▶ Short exercise: Please continue the Series Calculus and Linear Algebra course outline below, picking up after its final learner outcome.

═══ Extract provided ═══

Course Outline for Series Calculus and Linear Algebra

Prerequisite Course (s):
A grade of "C" or better in MTH 252 or equivalent

Required Text(s):
Stewart, Calculus: Concepts and Contexts, 3^rd Edition, 2005, Thomson
TenEyck and Ferguson, Linear Algebra Packet

Other Requirements:
Graphing calculator. TI-86, TI-89, or TI-92 recommended

Course Description:
Combines topics from linear algebra and infinite series. Includes geometric, Taylor and
Fourier Series work with applications; and systems applications using matrices and
determinants.

Performance Based Learner Outcomes:
Upon successful completion of the course, students should be able to:

1. Create mathematical models of abstract and real world situations using geometric,
power , Taylor and Fourier series, and situations involving linear systems using matrices
and determinants.
2. Use inductive reasoning to develop mathematical conjectures involving infinite series
models and linear systems modeled with matrices. Use deductive reasoning to verify
and apply mathematical arguments involving these models.
3. Use mathematical problem solving techniques involving infinite series and linear
systems using matrices.
4. Make mathematical connections and solve problems from other disciplines involving
infinite series and linear systems using matrices.
5. Use oral and written skills to individually and collaboratively communicate about
infinite series and their behavior, and about linear systems using matrices and
determinants.
6. Use appropriate technology to enhance mathematical thinking and understanding, to
solve mathematical problems involving infinite series models and to solve problems
involving linear systems using matrices and determinants.

═══ Dataset excerpt ═══

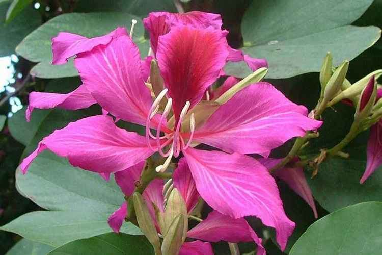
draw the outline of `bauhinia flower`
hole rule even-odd
[[[305,107],[267,83],[232,90],[234,86],[215,101],[202,100],[232,53],[237,52],[228,46],[217,15],[162,13],[151,14],[145,21],[164,82],[153,101],[138,49],[124,29],[91,39],[61,33],[52,39],[53,63],[65,63],[75,55],[82,86],[95,101],[118,119],[145,126],[145,136],[117,127],[106,115],[85,118],[44,138],[22,161],[22,172],[49,149],[73,166],[105,177],[115,173],[118,182],[120,172],[128,173],[155,152],[165,159],[156,166],[158,171],[165,171],[182,152],[196,189],[208,205],[232,219],[259,218],[276,230],[277,240],[284,249],[294,223],[284,212],[273,177],[245,155],[267,157],[274,148],[317,129],[321,122],[308,118]],[[159,20],[152,20],[157,16]],[[166,29],[158,32],[154,25],[160,22],[159,27]],[[208,106],[213,111],[200,117]],[[200,143],[216,149],[194,148]]]
[[[116,173],[116,181],[127,196],[131,196],[132,194],[135,187],[134,184],[139,180],[144,166],[144,164],[142,162],[129,169]],[[173,185],[181,195],[187,213],[190,214],[196,205],[199,194],[184,158],[180,160],[178,168],[174,172]],[[158,223],[159,219],[156,215],[152,205],[154,205],[161,213],[165,211],[163,190],[163,180],[155,179],[150,183],[143,194],[158,232],[161,234],[163,234],[163,230],[161,229]],[[115,232],[118,233],[127,215],[127,205],[124,203],[109,218],[109,224]],[[261,245],[261,239],[244,218],[234,219],[216,211],[210,213],[205,220],[189,230],[187,233],[187,237],[198,240],[184,243],[181,248],[180,254],[213,254],[209,242],[220,241],[230,242],[254,241],[258,245],[257,254],[265,254]]]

═══

▶ Reply:
7. Do project that encourage independent, nontrivial exploration of infinite series and
linear systems application and models.

Course Content:

I. Number Sense
A. Determine subsequent values of a given sequence according to apparent pattern
B. Write symbolic model (general nth term) of series given numeric data
C. Predict convergence of series given numeric data
D. Evaluate determinants of matrices

II. Symbolism
A. Given the general term of sequence or series, write numeric list or sum of series
B. Evaluate sums of series symbolically
C. Test for convergence of series symbolically
D. Write the Taylor series approximations for given functions
E. Given symbolic form of a square wave , write its Fourier series approximation
F. Use Taylor series approximations of functions in differentiation , integration, and
evaluation of limits of function
G. Apply the algebra of matrices , including scalar and matrix multiplication , matrix
addition, transposition, evaluation of determinants and determination of eigenvalues
and eigenvectors

III. Problem Solving
A. Use graph analysis to predict convergence of series
B. Solve problems modeled by geometric series
C. Use graph analysis to solve linear systems of equations in R ²
D. Use inductive and deductive reasoning to generalize solutions in R² to linear systems
in Rⁿ
E. Create graphical interpretation of solution of linear systems in R³
F. Solve a variety of problems in linear algebra including linear programming,
difference equations and Markov chain applications

IV. Technology
A. Use calculator or CAS programs to sum series
B. Use calculator or CAS to predict convergence of sequences and series
C. Use CAS to evaluate and graph Fourier approximation of a wave
D. Solve equations using appropriate technology
E. Use graphing calculator or CAS to determine the solutions of systems of linear
equations, and interpret and investigate the characteristics of solutions, individually
and in groups.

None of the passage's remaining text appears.